In the response, the entries must appear exactly as supplied.

[Opening Material provided section]

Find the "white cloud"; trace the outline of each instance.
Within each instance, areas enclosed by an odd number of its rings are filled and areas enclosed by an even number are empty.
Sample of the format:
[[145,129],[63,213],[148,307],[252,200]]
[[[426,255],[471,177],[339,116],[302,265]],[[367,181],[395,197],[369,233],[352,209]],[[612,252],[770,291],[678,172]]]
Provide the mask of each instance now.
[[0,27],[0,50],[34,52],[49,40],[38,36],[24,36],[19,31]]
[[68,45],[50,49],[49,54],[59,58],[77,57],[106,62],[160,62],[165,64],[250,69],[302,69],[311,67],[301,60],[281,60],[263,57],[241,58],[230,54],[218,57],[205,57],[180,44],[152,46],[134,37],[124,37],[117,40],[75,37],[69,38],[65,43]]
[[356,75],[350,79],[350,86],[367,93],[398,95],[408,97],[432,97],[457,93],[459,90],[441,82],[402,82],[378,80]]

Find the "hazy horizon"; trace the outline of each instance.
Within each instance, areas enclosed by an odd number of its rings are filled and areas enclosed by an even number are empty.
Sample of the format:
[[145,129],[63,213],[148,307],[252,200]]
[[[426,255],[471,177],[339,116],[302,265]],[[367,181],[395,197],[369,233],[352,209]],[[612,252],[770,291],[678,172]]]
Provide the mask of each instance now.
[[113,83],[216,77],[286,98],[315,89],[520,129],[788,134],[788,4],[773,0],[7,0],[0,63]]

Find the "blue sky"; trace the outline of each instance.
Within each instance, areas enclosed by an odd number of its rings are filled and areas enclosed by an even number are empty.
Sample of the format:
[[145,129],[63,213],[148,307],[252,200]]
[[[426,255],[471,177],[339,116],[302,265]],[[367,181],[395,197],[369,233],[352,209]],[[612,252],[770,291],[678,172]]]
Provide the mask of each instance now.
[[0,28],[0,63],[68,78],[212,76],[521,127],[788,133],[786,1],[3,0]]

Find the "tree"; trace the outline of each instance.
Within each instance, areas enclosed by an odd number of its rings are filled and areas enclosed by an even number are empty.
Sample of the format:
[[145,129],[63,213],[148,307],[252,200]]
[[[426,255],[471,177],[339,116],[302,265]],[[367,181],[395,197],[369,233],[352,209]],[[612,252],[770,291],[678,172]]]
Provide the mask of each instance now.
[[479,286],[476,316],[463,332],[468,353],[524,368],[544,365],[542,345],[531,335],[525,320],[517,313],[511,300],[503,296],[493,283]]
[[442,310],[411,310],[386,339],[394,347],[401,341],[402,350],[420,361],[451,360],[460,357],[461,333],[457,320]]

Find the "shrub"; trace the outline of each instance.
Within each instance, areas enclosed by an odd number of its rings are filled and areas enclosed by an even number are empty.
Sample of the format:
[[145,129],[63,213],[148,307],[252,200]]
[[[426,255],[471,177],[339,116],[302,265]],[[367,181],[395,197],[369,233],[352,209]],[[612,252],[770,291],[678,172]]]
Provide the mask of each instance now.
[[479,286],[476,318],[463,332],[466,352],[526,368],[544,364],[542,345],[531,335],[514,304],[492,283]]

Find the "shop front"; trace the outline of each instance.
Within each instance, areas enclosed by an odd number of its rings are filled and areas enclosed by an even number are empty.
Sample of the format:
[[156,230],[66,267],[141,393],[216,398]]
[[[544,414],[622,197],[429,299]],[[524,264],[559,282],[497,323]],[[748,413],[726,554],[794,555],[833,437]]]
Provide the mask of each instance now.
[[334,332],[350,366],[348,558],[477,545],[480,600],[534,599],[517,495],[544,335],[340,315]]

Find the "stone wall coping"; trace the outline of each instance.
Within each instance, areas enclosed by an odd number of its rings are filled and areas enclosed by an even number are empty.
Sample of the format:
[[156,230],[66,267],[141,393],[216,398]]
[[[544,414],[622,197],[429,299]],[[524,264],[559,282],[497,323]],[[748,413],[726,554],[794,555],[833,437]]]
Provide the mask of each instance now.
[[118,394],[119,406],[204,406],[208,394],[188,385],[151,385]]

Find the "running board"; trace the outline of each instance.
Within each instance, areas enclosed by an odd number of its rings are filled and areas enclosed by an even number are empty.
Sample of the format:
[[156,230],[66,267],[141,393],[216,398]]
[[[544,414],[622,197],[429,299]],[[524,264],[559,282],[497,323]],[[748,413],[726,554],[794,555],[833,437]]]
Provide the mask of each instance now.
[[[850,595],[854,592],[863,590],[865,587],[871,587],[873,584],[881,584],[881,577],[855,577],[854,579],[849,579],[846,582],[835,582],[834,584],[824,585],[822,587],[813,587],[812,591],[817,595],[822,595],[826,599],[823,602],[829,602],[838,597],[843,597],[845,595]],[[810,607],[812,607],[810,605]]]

[Closing Material provided section]

Solution to this problem =>
Find the "white cloud"; trace the outline of each instance.
Within each instance, areas enclosed by an odd number of its rings are filled and areas enclosed by an even number are empty.
Sample of the format:
[[145,129],[63,213],[148,307],[252,200]]
[[[426,255],[471,177],[339,116],[302,265]],[[367,181],[395,197],[369,233],[352,209]],[[612,252],[770,291],[678,172]]]
Provide the mask of each instance now.
[[0,27],[0,50],[34,52],[49,40],[38,36],[24,36],[19,31]]
[[68,45],[50,49],[49,54],[59,58],[77,57],[106,62],[160,62],[165,64],[250,69],[302,69],[311,67],[301,60],[281,60],[263,57],[241,58],[230,54],[218,57],[205,57],[180,44],[152,46],[134,37],[124,37],[117,40],[75,37],[69,38],[65,43]]
[[356,75],[350,79],[350,86],[367,93],[398,95],[408,97],[432,97],[457,93],[459,90],[441,82],[402,82],[378,80]]

Find the "hazy horizon"; trace the outline of each instance.
Within each instance, areas enclosed by an odd number of its rings are filled and areas enclosed by an even number are empty.
Sample of the format:
[[145,129],[63,213],[148,307],[252,200]]
[[[426,255],[471,177],[339,116],[302,265]],[[367,181],[395,197],[369,233],[352,209]],[[612,252],[770,291],[678,172]]]
Provide the mask of each instance now.
[[113,83],[216,77],[286,98],[315,89],[520,129],[788,134],[788,4],[773,0],[7,0],[0,63]]

Find the "blue sky"; trace the outline of each instance.
Within each instance, areas enclosed by an odd number of its rings are filled and areas enclosed by an even number are empty.
Sample of the format:
[[145,129],[63,213],[148,307],[252,200]]
[[[426,255],[471,177],[339,116],[302,265]],[[367,181],[395,197],[369,233],[352,209]],[[612,252],[770,291],[678,172]]]
Provide the mask of each instance now.
[[0,28],[0,63],[68,78],[212,76],[521,127],[788,133],[786,1],[3,0]]

Find the "tree"; trace the outline of each instance.
Within each instance, areas enclosed by an odd number of its rings are filled and areas enclosed by an even number are empty.
Sample of the format:
[[145,129],[63,213],[148,307],[252,200]]
[[[426,255],[471,177],[339,116],[302,265]],[[367,181],[395,197],[369,233],[352,209]],[[612,252],[770,291],[678,172]]]
Provide the mask of each instance now.
[[479,286],[476,316],[463,332],[468,353],[524,368],[544,365],[542,345],[531,335],[525,320],[517,313],[511,300],[503,296],[493,283]]
[[442,310],[411,310],[386,339],[394,347],[401,341],[402,350],[420,361],[451,360],[460,357],[461,333],[457,320]]

Find the "shrub"; trace the outline of each instance.
Within each instance, areas enclosed by an odd number of its rings are filled and areas enclosed by an even number are empty.
Sample of the format:
[[145,129],[63,213],[148,307],[252,200]]
[[[426,255],[471,177],[339,116],[302,265]],[[367,181],[395,197],[369,233],[352,209]],[[612,252],[770,291],[678,172]]]
Provide the mask of each instance now.
[[479,286],[476,318],[463,332],[466,352],[526,368],[544,364],[542,345],[531,335],[514,304],[492,283]]

Find the "shop front"; trace the outline of each instance.
Within each instance, areas enclosed by an odd number of its rings are filled and areas enclosed by an even number are empty.
Sample of the format:
[[156,230],[66,267],[141,393],[216,398]]
[[[544,414],[622,197],[429,299]],[[524,264],[559,282],[497,323]],[[748,413],[726,554],[794,555],[833,437]]]
Provide the mask of each instance now.
[[334,332],[350,366],[348,558],[477,545],[480,600],[534,599],[517,495],[544,335],[340,315]]

Find the "stone wall coping"; trace the outline of each instance.
Within each instance, areas enclosed by an odd number of its rings are filled and areas enclosed by an even number are empty.
Sample of the format:
[[156,230],[66,267],[141,393],[216,398]]
[[[544,414],[622,197],[429,299]],[[524,264],[559,282],[497,323]],[[748,413],[726,554],[794,555],[833,437]]]
Provide the mask of each instance now.
[[118,394],[119,406],[204,406],[208,394],[188,385],[151,385]]

Find the "running board"; trace the outline of each instance.
Within each instance, areas enclosed by an odd number of its rings are filled and areas enclosed by an even number are empty.
Sample of the format:
[[156,230],[66,267],[141,393],[216,398]]
[[[544,414],[622,197],[429,299]],[[524,264],[559,282],[497,323]],[[748,413],[726,554],[794,555],[833,437]]]
Provide the mask of each instance now.
[[[850,595],[854,592],[863,590],[865,587],[871,587],[873,584],[881,584],[881,577],[855,577],[854,579],[849,579],[846,582],[835,582],[834,584],[824,585],[822,587],[813,587],[812,591],[817,595],[822,595],[826,599],[823,602],[829,602],[838,597],[843,597],[845,595]],[[810,607],[812,607],[810,605]]]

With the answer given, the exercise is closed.